(Data records)
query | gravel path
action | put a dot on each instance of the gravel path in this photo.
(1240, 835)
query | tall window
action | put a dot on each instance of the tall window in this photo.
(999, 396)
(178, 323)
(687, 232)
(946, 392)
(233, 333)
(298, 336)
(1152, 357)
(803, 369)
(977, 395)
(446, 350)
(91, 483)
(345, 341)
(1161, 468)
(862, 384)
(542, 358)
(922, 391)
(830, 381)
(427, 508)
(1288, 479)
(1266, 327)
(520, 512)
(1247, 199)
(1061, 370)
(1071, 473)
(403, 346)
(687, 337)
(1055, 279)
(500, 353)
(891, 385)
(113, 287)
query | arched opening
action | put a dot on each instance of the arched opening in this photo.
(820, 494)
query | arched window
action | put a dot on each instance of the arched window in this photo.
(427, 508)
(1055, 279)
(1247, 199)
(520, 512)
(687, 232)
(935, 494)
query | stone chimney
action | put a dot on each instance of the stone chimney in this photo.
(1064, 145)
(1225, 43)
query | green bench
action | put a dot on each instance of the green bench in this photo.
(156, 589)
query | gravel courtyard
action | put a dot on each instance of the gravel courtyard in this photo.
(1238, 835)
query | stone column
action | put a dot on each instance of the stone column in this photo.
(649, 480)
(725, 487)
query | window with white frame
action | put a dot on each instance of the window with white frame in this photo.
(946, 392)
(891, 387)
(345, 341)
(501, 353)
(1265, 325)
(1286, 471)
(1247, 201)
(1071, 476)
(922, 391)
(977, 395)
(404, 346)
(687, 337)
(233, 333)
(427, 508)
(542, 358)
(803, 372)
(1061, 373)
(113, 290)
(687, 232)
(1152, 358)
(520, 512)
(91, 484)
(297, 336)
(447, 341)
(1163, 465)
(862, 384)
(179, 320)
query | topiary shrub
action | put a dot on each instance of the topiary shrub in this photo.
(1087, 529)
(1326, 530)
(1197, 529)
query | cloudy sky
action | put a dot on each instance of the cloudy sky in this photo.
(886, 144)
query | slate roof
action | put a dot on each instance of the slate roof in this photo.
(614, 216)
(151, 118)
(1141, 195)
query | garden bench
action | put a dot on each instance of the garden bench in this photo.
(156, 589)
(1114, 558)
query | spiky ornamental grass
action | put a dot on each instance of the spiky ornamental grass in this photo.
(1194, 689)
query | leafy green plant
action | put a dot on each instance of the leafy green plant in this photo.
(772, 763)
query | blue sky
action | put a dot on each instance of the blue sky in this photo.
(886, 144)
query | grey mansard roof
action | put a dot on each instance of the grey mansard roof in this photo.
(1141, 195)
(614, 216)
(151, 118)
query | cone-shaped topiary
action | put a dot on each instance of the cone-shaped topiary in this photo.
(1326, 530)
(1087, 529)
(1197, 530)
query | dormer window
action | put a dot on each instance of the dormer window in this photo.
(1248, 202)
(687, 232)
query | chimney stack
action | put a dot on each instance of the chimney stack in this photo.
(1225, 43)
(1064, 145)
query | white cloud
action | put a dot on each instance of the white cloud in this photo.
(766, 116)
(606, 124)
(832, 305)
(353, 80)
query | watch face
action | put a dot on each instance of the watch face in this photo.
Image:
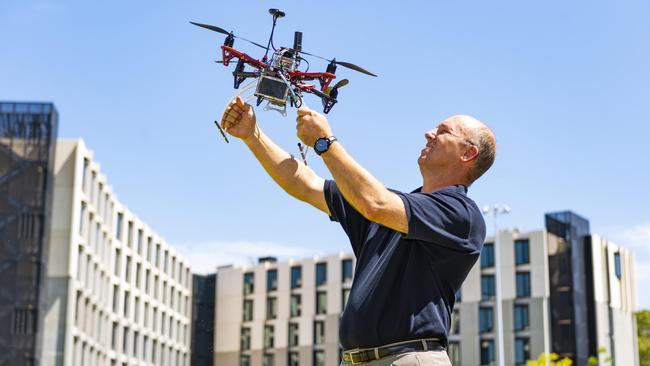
(321, 145)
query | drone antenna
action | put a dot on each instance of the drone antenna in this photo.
(277, 13)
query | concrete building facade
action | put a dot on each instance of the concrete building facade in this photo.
(564, 290)
(282, 313)
(27, 135)
(118, 294)
(570, 294)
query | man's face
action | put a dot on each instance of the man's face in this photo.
(446, 144)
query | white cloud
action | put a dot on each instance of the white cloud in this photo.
(206, 257)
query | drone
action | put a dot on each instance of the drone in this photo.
(278, 78)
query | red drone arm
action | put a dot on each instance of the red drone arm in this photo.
(228, 53)
(325, 78)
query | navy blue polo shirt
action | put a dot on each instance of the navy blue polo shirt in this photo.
(404, 284)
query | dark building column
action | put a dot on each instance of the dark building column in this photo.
(571, 286)
(203, 297)
(27, 142)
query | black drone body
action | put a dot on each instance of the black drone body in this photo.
(279, 80)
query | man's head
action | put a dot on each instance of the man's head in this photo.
(461, 148)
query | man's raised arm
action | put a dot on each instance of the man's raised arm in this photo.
(294, 177)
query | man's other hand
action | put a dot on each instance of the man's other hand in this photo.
(311, 125)
(239, 119)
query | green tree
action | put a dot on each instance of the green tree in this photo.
(643, 334)
(594, 360)
(553, 360)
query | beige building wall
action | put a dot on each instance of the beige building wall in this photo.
(230, 314)
(118, 294)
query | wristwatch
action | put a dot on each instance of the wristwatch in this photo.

• WHAT IS REQUIRED
Restate word for word only the lines running from the beginning of the data to the line holding "query | green bench", both included.

• SOLVED PROBLEM
query | gravel path
action | put a dot on each instance of the gravel path in this photo.
(1240, 835)
query | tall window
action | put a dot on each instance of the tall window in this photo.
(999, 396)
(178, 323)
(687, 232)
(946, 392)
(233, 333)
(298, 336)
(1152, 357)
(803, 369)
(977, 395)
(446, 350)
(91, 483)
(345, 341)
(1161, 468)
(862, 384)
(542, 358)
(922, 391)
(830, 381)
(427, 508)
(1288, 479)
(1266, 327)
(520, 512)
(1247, 199)
(1061, 370)
(1071, 473)
(403, 346)
(687, 337)
(1055, 279)
(500, 353)
(891, 385)
(113, 287)
query | arched opening
action | put a dot on each instance of the arched opening in this photo.
(820, 494)
query | arched window
action | put a dot on each instance of the arched window in this photo.
(427, 508)
(1055, 279)
(1247, 199)
(520, 512)
(687, 232)
(935, 494)
query | stone chimney
action | put a dot on each instance of the stone chimney in this photo.
(1064, 145)
(1225, 43)
query | green bench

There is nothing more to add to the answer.